**Set exercise**
Update the entries from the line containing "[find] the woman in cream" through the end of the entries, inclusive, by replacing "saxophone" with "trumpet" and leaving everything else unchanged.

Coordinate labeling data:
- - - -
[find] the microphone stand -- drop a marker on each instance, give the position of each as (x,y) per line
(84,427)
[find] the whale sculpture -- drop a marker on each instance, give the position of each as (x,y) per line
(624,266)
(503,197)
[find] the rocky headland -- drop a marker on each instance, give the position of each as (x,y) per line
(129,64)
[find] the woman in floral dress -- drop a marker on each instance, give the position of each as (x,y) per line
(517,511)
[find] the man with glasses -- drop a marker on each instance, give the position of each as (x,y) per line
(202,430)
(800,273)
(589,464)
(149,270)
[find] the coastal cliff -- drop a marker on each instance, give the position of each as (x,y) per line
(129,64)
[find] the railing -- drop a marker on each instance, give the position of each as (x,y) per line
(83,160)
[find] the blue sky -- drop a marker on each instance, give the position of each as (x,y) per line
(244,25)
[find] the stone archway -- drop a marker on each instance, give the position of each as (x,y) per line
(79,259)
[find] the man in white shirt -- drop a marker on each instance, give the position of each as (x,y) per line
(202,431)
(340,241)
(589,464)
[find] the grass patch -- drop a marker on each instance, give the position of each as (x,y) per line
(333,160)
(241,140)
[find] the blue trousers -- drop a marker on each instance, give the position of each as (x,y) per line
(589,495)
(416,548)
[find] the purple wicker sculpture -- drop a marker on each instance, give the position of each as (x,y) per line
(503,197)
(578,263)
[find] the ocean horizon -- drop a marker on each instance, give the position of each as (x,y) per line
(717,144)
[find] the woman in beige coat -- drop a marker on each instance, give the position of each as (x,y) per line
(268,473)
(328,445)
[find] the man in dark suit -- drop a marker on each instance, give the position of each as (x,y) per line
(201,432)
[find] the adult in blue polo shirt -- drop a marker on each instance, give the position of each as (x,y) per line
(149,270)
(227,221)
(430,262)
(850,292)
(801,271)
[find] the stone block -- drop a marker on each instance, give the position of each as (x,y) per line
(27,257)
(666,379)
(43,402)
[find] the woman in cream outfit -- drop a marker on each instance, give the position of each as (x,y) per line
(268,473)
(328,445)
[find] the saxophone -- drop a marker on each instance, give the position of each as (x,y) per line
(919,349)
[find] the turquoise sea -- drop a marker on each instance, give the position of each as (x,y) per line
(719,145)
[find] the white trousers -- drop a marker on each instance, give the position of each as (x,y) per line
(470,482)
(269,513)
- - - -
**Exercise answer**
[find] the woman in cream outfit -- drop a marker on each instance, give the position of each as (x,y) per line
(268,473)
(328,445)
[find] the trumpet -- drop a marker on each instance, give the position of each as (x,y) per line
(919,349)
[find] the turquoise sea -- drop a marker on each instance, give the position of each as (x,y) per line
(719,145)
[find] the white trousers -- drop a marker on each instance, give the position of each as (x,y) per line
(470,482)
(269,513)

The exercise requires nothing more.